START DOCUMENT PASSAGE

Strawberries/blueberries and real full-fat greek yoghurt with a handful of crushed pecans or pistachios is also an awesome filling breakfast - or pudding, if you like pudding.
I can't believe I was brought up on weetabix, with sugar and semi-skimmed milk and told it was "healthy", rather than an obesity and sugar-craving kickstarter to my day. It's no wonder 70% of the UK population is overweight and type-2 diabetes is bankrupting the NHS.
I haven't read all this, not much to add but :
I noticed she’d bought a big bag of tablet from the wee fish van that does the rounds.
Don't you know its a tablet van masquerading as a fish van? It's clever, they do it here too.
I haven’t read everything above, so sorry if I’m repeating things.
I gave up sugar about 10 weeks ago after being diagnosed with non-alcoholic fatty liver disease. I am active & exercise between 10-20hrs per week (this is not including dog walks, everyday activity etc.). I’ve logged my calories for years & consider myself fit & healthy; I’m 52 years old & my garmin gives my “fitness age” as 20 years old.

END DOCUMENT PASSAGE
START INPUT DATA

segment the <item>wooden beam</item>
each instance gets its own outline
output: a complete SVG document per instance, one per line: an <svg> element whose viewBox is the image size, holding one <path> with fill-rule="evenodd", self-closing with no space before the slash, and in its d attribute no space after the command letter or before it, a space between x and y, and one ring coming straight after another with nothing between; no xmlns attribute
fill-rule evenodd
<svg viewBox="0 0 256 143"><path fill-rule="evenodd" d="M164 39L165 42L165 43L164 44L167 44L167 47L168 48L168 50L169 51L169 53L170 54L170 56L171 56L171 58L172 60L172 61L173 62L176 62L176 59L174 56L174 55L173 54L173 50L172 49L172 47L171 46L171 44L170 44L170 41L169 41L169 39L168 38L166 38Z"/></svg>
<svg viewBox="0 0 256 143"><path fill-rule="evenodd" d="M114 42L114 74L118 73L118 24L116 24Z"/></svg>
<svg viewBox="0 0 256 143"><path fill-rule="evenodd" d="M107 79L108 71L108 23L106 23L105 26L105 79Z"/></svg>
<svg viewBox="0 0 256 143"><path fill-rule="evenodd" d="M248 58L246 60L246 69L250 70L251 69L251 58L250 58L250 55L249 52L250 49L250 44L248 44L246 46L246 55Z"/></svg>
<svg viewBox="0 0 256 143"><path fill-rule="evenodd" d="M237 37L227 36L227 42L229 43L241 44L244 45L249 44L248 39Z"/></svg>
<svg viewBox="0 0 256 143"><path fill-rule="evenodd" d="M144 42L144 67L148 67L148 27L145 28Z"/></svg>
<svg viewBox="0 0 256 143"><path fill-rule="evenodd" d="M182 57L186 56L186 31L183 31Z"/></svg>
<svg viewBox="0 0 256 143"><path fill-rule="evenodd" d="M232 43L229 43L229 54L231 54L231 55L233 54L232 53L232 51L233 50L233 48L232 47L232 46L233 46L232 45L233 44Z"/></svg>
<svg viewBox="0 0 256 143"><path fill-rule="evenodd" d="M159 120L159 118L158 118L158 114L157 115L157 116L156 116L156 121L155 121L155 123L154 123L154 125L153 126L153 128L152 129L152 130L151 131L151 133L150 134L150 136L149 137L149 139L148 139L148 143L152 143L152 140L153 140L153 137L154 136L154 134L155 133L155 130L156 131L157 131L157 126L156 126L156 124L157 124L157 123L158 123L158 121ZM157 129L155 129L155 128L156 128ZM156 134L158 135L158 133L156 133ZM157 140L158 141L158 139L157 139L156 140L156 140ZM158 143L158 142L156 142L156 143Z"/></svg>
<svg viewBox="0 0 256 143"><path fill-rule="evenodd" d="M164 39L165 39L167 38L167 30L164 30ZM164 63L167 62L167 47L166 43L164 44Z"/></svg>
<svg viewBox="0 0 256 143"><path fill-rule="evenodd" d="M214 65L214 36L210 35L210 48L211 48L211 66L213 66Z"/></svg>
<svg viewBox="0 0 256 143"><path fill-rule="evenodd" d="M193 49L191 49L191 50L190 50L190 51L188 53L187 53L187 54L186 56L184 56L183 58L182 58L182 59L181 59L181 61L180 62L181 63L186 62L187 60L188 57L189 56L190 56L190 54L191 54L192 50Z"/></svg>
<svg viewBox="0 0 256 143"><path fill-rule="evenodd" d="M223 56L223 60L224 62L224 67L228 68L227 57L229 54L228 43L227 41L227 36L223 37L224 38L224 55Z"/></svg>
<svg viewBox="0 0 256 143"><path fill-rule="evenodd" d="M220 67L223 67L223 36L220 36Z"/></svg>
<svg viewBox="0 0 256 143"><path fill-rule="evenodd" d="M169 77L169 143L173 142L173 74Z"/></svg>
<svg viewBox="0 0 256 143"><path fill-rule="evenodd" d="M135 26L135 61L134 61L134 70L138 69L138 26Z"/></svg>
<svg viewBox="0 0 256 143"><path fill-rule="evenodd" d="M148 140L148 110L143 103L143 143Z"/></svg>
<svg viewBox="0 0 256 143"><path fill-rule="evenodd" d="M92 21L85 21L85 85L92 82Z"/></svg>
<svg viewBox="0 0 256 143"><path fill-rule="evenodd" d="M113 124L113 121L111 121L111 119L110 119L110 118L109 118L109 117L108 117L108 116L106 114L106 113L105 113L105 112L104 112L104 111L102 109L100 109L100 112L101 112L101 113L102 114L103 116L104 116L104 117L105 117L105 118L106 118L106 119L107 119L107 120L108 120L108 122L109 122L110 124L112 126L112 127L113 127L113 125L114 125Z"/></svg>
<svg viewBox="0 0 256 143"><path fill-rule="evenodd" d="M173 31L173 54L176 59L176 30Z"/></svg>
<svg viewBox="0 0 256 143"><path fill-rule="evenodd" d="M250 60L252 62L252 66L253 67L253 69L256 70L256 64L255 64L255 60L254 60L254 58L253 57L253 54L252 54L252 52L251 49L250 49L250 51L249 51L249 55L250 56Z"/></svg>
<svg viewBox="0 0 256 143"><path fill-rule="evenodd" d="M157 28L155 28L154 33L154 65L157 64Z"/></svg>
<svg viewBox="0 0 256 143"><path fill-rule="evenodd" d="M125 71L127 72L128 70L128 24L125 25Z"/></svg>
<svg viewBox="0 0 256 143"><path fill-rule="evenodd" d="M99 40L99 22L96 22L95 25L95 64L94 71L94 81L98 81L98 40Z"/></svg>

END INPUT DATA
START INPUT DATA

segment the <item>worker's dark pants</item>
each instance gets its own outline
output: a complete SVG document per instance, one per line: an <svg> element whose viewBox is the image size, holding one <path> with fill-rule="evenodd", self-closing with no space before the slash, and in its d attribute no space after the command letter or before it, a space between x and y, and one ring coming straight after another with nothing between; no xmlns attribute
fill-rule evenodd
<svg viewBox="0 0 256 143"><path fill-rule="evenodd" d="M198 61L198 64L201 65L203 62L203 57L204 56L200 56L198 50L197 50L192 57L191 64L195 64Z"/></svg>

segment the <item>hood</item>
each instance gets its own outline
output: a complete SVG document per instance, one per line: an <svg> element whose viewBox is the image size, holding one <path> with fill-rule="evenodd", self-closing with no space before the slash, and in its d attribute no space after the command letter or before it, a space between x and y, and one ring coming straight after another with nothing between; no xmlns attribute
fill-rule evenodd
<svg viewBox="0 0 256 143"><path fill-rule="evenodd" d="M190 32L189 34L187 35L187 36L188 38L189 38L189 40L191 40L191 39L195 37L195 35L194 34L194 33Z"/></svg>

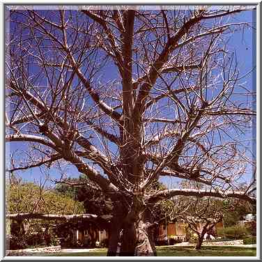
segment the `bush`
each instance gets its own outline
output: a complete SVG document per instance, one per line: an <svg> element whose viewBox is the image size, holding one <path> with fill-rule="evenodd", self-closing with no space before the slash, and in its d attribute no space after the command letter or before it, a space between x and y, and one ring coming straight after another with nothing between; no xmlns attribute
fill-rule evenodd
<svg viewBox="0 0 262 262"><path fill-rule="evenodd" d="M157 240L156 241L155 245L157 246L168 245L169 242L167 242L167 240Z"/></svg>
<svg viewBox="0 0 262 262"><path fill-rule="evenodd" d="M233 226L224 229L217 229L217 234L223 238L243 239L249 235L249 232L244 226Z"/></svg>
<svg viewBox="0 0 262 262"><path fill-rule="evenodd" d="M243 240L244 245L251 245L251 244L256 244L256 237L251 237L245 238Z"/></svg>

END INPUT DATA
START INPUT DATA

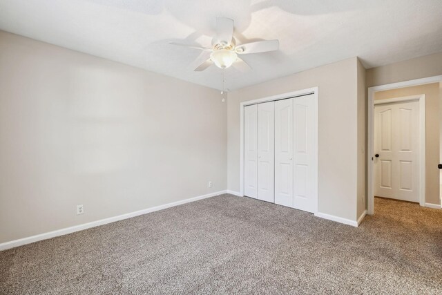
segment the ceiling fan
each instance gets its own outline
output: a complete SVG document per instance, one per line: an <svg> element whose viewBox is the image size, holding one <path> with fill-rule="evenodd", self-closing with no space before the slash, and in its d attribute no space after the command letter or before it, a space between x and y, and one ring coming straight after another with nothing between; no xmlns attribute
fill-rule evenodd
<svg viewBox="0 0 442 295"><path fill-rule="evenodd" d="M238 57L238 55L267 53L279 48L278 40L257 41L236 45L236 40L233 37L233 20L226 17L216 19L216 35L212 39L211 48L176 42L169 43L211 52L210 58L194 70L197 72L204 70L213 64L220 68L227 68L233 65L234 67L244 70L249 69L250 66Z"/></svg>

END INPUT DATA

> YOUR TASKS:
1) Rewrite the paragraph of the discussion about sugar and diet that begins "I gave up sugar about 10 weeks ago" as a short list, keeping its main facts.
2) Carry on the discussion about sugar and diet from its last sentence, in the same first-person voice.

> RESPONSES IN ORDER:
1)
- I gave up sugar about 10 weeks ago after a diagnosis of non-alcoholic fatty liver disease.
- I am active and exercise 10 to 20 hours a week, not counting dog walks and everyday activity.
- I have logged my calories for years and consider myself fit and healthy.
- I am 52, and my Garmin gives my "fitness age" as 20.

2)
However last May my weight shot up by 12kg in 5 weeks without any change whatsoever to my diet & exercise. I’ve been going through a revolving door of repeated blood tests but no actual help. Appointments went along the lines of “you need to lose weight”, to which I would reply “I know, it’s why I’ve come to you - I follow all the rules, food & exercise wise yet I’ve suddenly ballooned” they would then say “but if you lose weight you’ll get better”.
Fast forward to this year where I’d tried starving myself, weight watchers, slimmers world, fasting… I watched that sugar film by Damon Gameu. This is a must watch if you’re interested in why we should give up on sugar.
Anyway, fast forward to now - bear in mind that I’ve never had a sweet tooth - I’ve cut out all added sugar & most refined carbs such as bread, pasta, white rice, and I only drink alcohol - 2 pints - on a Friday night. The results are, that wthout a massive change in calorific intake I have lost over 20lbs in 10 weeks.
Like Scud, I think my problems started following a bout of Covid, but importantly I’ve found that my body no longer seems that able to deal with Carbs; I’ve yet to come up with a good fuelling strategy before exercise - some days I feel totally empty & other days I feel amazing; I need to work out the source & timing of any carbs I have.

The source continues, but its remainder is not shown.